= Aim of the task =
From the first entry to the last, copy each one exactly.

= Extracted information =
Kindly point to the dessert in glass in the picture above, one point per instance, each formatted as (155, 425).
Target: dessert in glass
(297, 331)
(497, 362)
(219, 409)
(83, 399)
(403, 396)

= Answer to the exercise =
Kindly point to the dessert in glass in the picture above, one point per instance, each formatted as (155, 425).
Target: dessert in glass
(297, 331)
(497, 362)
(219, 409)
(83, 399)
(403, 396)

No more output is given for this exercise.